• Recorded data:
(begin)
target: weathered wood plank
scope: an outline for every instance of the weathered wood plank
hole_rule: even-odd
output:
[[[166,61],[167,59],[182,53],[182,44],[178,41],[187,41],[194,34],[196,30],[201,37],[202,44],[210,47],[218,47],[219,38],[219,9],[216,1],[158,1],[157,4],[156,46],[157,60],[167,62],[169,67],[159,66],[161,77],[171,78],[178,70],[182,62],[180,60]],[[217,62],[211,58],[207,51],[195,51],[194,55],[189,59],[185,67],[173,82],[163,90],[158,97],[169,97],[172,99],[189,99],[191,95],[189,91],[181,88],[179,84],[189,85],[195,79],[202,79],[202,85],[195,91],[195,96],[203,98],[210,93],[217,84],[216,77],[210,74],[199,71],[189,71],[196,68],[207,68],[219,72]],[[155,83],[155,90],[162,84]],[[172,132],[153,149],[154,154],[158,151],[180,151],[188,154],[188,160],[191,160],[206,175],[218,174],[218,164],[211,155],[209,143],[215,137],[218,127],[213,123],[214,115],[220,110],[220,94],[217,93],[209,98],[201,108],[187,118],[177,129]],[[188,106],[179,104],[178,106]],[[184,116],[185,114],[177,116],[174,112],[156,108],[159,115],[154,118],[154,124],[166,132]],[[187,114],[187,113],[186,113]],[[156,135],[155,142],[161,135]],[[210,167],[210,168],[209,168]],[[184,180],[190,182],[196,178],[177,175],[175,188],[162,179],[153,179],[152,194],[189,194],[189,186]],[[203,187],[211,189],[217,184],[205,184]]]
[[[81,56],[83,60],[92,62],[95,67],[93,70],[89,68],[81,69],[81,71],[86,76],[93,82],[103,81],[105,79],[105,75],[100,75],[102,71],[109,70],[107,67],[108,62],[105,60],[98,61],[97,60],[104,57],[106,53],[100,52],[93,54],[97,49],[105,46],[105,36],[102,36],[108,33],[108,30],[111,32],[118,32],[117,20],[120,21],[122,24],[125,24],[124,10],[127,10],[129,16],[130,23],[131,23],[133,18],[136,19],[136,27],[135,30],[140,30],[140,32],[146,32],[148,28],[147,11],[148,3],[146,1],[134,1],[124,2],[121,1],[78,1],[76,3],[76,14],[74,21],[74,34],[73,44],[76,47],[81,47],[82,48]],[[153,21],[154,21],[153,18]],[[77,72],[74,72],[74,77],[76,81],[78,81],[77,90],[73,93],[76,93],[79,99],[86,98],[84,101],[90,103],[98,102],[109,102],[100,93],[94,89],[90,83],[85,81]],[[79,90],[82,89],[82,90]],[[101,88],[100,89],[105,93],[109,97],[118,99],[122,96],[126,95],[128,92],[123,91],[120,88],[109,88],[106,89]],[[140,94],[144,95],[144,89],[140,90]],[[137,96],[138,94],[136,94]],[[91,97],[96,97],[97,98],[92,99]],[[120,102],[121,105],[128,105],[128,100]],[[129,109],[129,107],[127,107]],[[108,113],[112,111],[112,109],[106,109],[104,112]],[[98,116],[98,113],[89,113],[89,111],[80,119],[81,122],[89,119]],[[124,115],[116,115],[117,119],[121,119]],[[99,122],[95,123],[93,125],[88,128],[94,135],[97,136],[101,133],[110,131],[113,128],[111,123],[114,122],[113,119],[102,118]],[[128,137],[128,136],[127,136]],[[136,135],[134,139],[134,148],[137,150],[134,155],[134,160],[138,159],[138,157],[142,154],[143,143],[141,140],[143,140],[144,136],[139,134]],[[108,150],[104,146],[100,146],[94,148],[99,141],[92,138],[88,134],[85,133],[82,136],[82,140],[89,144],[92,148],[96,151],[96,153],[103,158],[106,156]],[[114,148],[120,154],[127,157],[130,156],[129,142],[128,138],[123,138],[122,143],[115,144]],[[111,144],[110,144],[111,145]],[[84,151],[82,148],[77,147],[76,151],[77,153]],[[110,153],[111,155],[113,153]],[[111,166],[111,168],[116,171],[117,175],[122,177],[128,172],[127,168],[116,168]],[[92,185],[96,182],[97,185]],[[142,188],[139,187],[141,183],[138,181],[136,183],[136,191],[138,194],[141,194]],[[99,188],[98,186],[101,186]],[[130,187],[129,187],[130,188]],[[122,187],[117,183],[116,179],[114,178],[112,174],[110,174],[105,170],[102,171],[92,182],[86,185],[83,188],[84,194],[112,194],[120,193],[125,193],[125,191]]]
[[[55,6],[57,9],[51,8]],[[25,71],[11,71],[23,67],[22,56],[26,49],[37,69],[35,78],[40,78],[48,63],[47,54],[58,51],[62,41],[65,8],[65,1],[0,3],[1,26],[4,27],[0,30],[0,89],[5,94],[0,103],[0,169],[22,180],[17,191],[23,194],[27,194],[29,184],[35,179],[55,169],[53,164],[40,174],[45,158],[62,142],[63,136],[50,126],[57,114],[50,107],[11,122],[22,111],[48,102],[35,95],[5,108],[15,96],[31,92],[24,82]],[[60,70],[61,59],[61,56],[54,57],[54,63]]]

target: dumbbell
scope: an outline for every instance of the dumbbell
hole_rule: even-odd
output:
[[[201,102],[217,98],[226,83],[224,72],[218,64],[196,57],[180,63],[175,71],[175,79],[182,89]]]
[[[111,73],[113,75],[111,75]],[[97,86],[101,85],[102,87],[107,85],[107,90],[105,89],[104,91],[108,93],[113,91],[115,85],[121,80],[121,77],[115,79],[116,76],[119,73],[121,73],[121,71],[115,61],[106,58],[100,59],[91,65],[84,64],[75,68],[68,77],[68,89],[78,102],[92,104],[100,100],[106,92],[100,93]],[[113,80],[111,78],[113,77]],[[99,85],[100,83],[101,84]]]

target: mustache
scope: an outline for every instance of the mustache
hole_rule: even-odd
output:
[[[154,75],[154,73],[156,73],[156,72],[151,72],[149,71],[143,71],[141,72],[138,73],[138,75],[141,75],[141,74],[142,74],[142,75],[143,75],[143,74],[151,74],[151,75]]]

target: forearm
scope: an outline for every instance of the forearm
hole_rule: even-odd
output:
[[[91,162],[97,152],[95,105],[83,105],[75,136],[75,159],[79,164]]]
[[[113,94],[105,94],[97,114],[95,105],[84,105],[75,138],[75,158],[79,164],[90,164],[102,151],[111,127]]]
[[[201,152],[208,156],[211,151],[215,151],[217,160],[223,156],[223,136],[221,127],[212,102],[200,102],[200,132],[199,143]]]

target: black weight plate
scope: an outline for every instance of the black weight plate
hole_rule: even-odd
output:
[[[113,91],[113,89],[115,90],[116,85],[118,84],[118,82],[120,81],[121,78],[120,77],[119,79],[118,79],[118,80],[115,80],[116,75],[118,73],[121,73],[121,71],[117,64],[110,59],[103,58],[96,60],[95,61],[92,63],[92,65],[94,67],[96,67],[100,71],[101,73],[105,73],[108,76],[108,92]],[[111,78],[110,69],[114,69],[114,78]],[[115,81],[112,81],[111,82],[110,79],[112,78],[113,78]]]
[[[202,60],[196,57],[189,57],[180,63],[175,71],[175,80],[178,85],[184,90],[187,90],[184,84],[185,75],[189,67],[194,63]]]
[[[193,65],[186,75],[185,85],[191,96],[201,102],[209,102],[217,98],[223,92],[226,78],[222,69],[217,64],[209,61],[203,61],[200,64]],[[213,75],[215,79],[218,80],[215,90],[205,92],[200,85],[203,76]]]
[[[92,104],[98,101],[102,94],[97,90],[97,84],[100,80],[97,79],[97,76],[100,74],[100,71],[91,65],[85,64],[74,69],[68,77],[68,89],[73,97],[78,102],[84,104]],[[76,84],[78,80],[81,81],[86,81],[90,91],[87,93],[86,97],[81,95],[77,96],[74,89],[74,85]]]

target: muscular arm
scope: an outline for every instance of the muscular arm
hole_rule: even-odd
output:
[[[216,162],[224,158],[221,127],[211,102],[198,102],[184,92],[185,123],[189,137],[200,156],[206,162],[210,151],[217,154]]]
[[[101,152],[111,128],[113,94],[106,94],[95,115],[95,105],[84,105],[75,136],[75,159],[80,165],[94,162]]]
(end)
Reproduce the records verbatim, starting at the line that contains "target: muscular arm" and running through the end of the records, with both ends included.

target: muscular arm
scope: an outline for every instance of the muscular arm
hole_rule: even-odd
output:
[[[216,162],[224,158],[221,127],[211,102],[198,102],[184,92],[185,123],[189,137],[200,156],[206,162],[210,151],[217,154]]]
[[[101,152],[111,128],[113,94],[106,94],[95,115],[95,105],[84,105],[75,136],[75,159],[80,165],[94,162]]]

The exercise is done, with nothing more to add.